__Work to complete__.
- 1) From the post on Norman Mailer's death, copy the passage from "From his classic" to "passion and originality.".
- 2) Write a continuation of the post on Norman Mailer's death that begins after its final sentence.

__Passage to read__.
Saturday, November 10, 2007

Norman Mailer died this morning




A true literary giant has passed.


NEW YORK - Norman Mailer, the macho prince of American letters who for decades reigned as the country's literary conscience and provocateur with such books as "The Naked and the Dead," died Saturday, his literary executor said. He was 84.

Mailer died of acute renal failure at Mount Sinai Hospital, said J. Michael Lennon, who is also the author's official biographer.

From his classic debut novel to such masterworks of literary journalism as "The Armies of the Night," the two-time Pulitzer Prize winner always got credit for insight, passion and originality.


Full story
.

I've long been a Mailer fan. I'm not a "famous writer groupy" but nothing could have stopped me from seeing Mailer when he came to town a year or two ago. I was not disappointed. Barely able to walk, he nonetheless was bright and cogent in his comments.

My favorite Mailer work is
The Armies of the Night
, a work of genius. I also admire his other Pulitzer book,
The Executioner's Song
. As a young writer, I was very influenced by Mailer's
Advertisements for Myself
, which taught me the importance of a writer being both his own best promoter and toughest critic, the writer as "performing self." I recommend this book to writers who lack self-confidence for Mailer's annotations throughout this anthology (which contains the seminal but hard-to-find essay "The White Negro.")

__Records__.
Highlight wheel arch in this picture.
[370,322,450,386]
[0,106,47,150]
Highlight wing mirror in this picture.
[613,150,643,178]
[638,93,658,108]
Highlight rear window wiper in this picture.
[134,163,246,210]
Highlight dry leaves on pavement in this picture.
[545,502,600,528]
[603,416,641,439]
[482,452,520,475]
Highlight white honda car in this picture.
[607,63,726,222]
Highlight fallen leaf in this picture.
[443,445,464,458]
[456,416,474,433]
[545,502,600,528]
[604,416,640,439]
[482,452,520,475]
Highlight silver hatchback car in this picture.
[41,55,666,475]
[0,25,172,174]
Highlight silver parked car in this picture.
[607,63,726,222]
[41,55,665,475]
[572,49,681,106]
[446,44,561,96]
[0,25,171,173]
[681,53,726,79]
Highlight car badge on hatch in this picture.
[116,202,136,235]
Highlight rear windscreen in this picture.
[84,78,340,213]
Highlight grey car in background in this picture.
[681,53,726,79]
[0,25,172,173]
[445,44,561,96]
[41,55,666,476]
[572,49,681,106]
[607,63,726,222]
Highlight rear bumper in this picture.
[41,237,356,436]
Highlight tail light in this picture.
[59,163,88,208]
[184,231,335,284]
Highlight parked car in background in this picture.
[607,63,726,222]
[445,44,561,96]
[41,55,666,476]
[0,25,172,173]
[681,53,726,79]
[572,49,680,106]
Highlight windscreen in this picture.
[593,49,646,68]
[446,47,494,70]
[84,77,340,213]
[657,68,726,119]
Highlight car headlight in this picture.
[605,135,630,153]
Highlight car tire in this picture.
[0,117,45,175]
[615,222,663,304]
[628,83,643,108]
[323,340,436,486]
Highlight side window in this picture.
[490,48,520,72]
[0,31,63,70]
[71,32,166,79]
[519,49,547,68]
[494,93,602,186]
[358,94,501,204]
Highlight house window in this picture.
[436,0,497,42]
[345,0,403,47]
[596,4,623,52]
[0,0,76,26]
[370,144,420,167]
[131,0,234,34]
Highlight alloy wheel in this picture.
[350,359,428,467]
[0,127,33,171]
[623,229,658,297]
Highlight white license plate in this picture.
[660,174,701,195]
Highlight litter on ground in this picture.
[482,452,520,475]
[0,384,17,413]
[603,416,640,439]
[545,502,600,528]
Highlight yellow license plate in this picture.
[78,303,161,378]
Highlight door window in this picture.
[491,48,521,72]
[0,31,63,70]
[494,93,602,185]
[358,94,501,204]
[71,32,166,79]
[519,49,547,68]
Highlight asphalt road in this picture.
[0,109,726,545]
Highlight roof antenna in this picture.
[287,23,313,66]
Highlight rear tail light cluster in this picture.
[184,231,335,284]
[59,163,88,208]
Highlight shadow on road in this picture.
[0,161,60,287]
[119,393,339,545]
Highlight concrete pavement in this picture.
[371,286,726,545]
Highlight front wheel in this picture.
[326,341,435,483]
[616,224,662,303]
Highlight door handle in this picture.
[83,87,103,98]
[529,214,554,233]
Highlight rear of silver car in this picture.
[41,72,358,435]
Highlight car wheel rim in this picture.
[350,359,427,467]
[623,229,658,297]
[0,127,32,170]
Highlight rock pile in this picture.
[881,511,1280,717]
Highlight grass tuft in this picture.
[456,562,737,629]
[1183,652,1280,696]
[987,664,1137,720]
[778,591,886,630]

__Answers to each task__.
- 1)
From his classic debut novel to such masterworks of literary journalism as "The Armies of the Night," the two-time Pulitzer Prize winner always got credit for insight, passion and originality.

- 2)
I like his "failed" novels Barbary Shore and The Deer Park better than the critics do but I do not respond to his later fiction. I'm a fan of his controversial and politically incorrect
Prisoner of Sex
.

Mailer never lived up to his grand ambition to become our greatest novelist. But he became, I believe, one of our very fine writers, particularly in "creative nonfiction," a genre he helped create. The Armies of the Night is such an extraordinary achievement, his reputation would be solid on this alone.

Mailer was married six times, and I remember reading that his combined alimonies at one time was a million dollars a year, which is why he wrote so much journalism. I'm glad I got to see him before he died. I suspect his reputation will grow as the years pass and his aggressive personality gets forgotten, leaving the work to speak on its own terms.